Text block:

┄┄┄┄┄┄┄┄┄┄┄┄┄┄┄┄┄┄┄┄

I can play a little guitar. But then I basically just strum. I’m not good at picking.
Now a banjo is all picking and one must play both hands at the same time.
So I say banjo. What do you all think?
I can play a little guitar. But then I basically just strum. I’m not good at picking.
Now a banjo is all picking and one must play both hands at the same time.
So I say banjo. What do you all think?
Depends on type and style.
I’ve played guitar, 5-string and tenor banjos. Basic guitar strumming is easy, but you can get into very challenging areas like Chet Atkins style fingerpicking. Tenor banjo is mostly strumming, but it’s very fast and gets challenging too. There’s also picking in some styles.
The 5-string banjo style most people know is Scruggs three-finger picking. I found it challenging compared to guitar strumming, but doable. Takes time to make it sound good though. That being the case, it’s a bit limiting until you get good.

┄┄┄┄┄┄┄┄┄┄┄┄┄┄┄┄┄┄┄┄

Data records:
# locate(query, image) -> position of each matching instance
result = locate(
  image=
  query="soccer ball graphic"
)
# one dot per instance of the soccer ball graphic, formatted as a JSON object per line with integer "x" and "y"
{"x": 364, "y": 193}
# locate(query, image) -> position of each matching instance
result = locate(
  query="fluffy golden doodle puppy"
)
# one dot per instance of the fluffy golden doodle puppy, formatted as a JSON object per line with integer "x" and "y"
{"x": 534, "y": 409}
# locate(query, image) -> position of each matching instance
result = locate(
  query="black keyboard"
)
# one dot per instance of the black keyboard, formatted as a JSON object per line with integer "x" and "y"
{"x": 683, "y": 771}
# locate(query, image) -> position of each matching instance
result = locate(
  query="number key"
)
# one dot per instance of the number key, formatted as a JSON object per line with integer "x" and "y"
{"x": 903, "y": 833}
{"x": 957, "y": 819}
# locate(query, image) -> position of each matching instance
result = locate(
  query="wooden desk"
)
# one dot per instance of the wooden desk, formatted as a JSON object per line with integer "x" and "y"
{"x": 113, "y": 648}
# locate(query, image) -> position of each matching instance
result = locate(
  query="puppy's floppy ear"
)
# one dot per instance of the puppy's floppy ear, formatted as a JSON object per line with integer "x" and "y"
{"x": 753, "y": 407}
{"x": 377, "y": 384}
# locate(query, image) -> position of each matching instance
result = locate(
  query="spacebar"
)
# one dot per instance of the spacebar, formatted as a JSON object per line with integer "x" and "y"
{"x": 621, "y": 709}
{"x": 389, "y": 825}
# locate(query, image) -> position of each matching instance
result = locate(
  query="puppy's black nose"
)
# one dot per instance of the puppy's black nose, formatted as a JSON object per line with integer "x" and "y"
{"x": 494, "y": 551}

┄┄┄┄┄┄┄┄┄┄┄┄┄┄┄┄┄┄┄┄

Requests:
**a.** Copy the banjo and guitar discussion word for word, from "The 5-string banjo" up to and including "you get good.".
**b.** Resume the banjo and guitar discussion from the point where it stops.
None of the records is needed here.

Task answers:
**a.**
The 5-string banjo style most people know is Scruggs three-finger picking. I found it challenging compared to guitar strumming, but doable. Takes time to make it sound good though. That being the case, it’s a bit limiting until you get good.

**b.**
But anything hard is also limiting. My friend is great at the Chet Atkins style, but it makes everything sound the same. If you’re looking to play fun stuff soon, strum a guitar. If you want a challenge with payoff later, go for the banjo.
Are you kidding? Have you ever even heard Chet Atkins, or any good fingerstyle player? Nothing could be further from the truth. A good fingerstyle player can do anything a strummer can do and much more.
Moved from Great Debates to Cafe Society.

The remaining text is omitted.